**Short problem:**
Turn every one of the rows below into a numbered list, skipping any blank lines. Leave the pictures out of your list.
═══ Exercise material
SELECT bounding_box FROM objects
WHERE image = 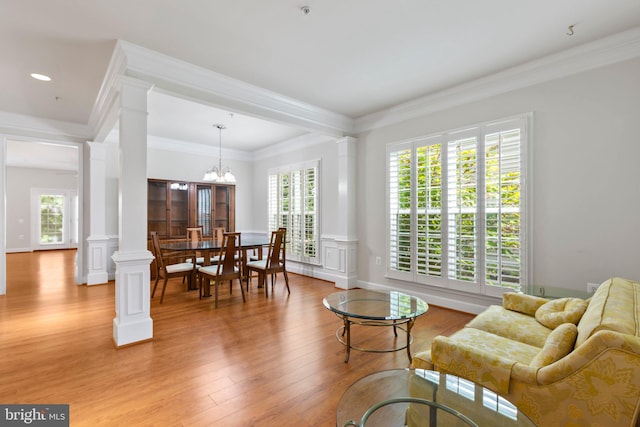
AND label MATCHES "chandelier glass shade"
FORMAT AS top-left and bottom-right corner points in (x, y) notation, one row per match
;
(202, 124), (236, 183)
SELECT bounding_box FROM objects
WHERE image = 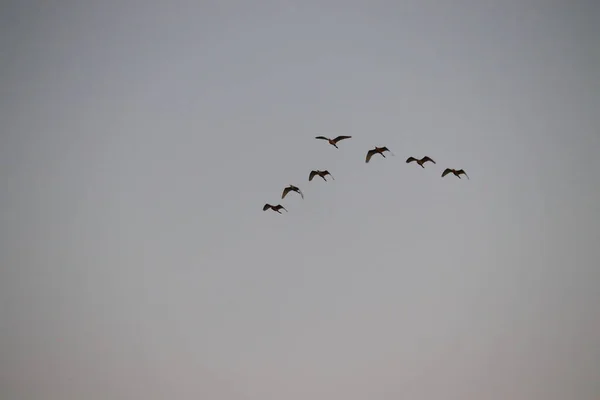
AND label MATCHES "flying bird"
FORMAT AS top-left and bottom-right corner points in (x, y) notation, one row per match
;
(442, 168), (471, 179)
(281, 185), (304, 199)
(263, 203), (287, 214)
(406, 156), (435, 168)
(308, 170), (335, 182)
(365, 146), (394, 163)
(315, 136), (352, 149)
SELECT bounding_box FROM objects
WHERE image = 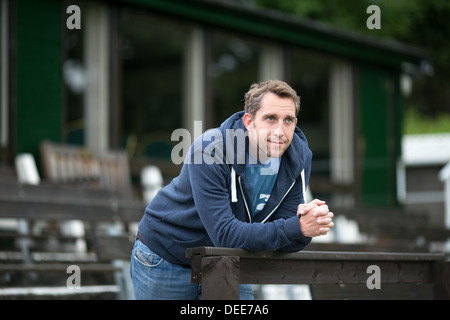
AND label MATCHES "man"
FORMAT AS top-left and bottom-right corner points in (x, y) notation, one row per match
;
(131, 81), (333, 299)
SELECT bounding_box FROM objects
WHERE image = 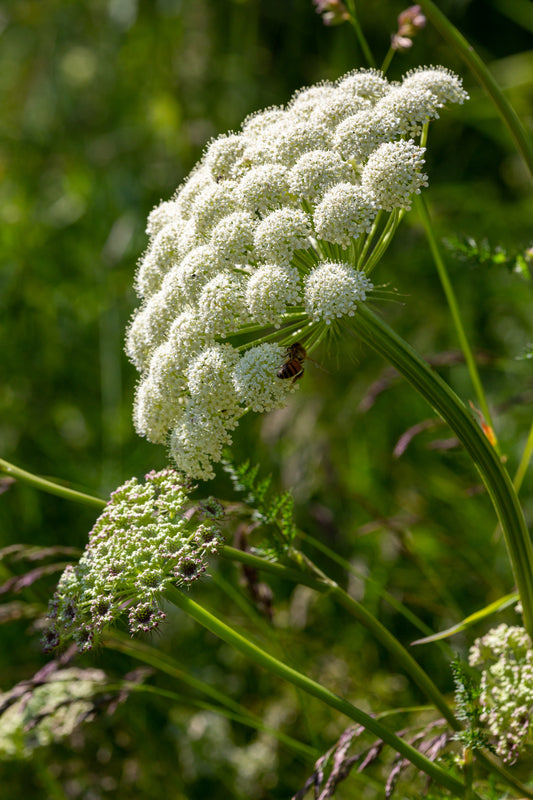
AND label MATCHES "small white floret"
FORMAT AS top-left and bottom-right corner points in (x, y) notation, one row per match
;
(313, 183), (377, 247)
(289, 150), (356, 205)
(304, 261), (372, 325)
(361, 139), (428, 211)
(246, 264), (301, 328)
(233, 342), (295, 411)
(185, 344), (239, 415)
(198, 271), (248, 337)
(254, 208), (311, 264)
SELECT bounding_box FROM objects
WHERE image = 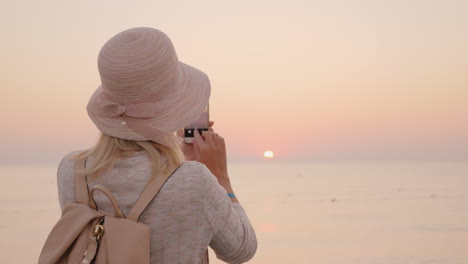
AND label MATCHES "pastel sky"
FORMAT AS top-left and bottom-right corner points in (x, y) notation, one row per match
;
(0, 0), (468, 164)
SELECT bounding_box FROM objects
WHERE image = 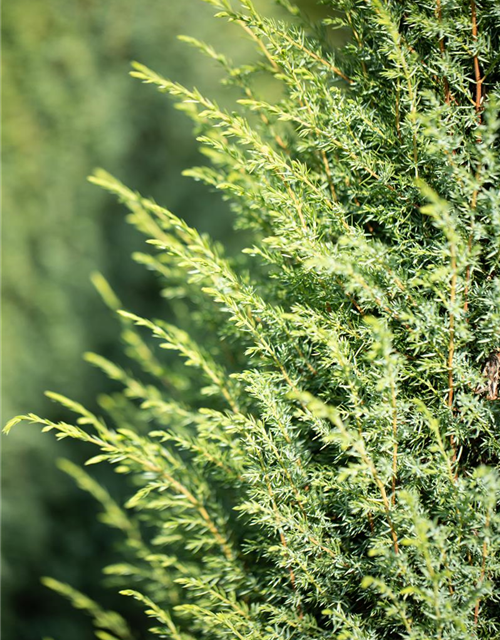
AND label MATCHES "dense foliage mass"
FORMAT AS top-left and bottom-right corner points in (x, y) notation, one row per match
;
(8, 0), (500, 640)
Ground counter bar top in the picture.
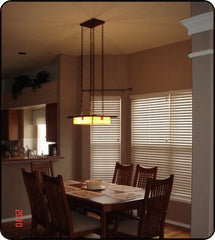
══════
**Solution for this exercise:**
1. SELECT bounding_box FROM objects
2. WHERE image = 
3. AND label MATCHES "chandelier glass shade"
4. FORMAT AS top-left and bottom-right corner points in (x, y) notation, one row per match
5. ;
6. (202, 124), (236, 183)
7. SELECT bounding_box FROM objects
8. WHERE image = 
9. AND label MATCHES "flying bird"
10. FORMAT AS top-left and bottom-right corner points in (x, y) notation, one row per match
11. ;
12. (442, 168), (471, 179)
13. (281, 185), (304, 199)
14. (263, 203), (287, 214)
15. (406, 156), (435, 168)
16. (308, 170), (335, 182)
17. (365, 146), (394, 163)
18. (315, 136), (352, 149)
19. SELECT bounding_box FROM objects
20. WHERE image = 
21. AND label MATCHES "man"
22. FORMAT AS top-left and bottom-right corner points in (x, y) notation, one row per match
23. ;
24. (131, 81), (333, 299)
25. SELECT bounding_box FROM objects
26. WHERE image = 
27. AND label MATCHES "small white floret"
28. FORMAT AS top-left and bottom-right corner points in (x, y) notation, one row per match
29. ;
30. (313, 183), (377, 247)
31. (289, 150), (356, 205)
32. (304, 261), (372, 325)
33. (361, 139), (428, 211)
34. (246, 264), (301, 328)
35. (233, 342), (295, 411)
36. (185, 344), (239, 415)
37. (198, 271), (248, 337)
38. (254, 208), (311, 264)
39. SELECT bounding_box FROM objects
40. WHERE image = 
41. AND label MATCHES "pastel sky"
42. FORMAT AS top-left and bottom-right corner points in (x, y) notation, one row per match
43. ;
44. (0, 0), (468, 164)
45. SELECT bounding_box FROM objects
46. WHERE image = 
47. AND label MATCHES "dense foliage mass"
48. FORMAT AS top-left and bottom-right corner points in (x, y) notation, one row per match
49. ;
50. (8, 0), (500, 640)
51. Ground counter bar top in the picture.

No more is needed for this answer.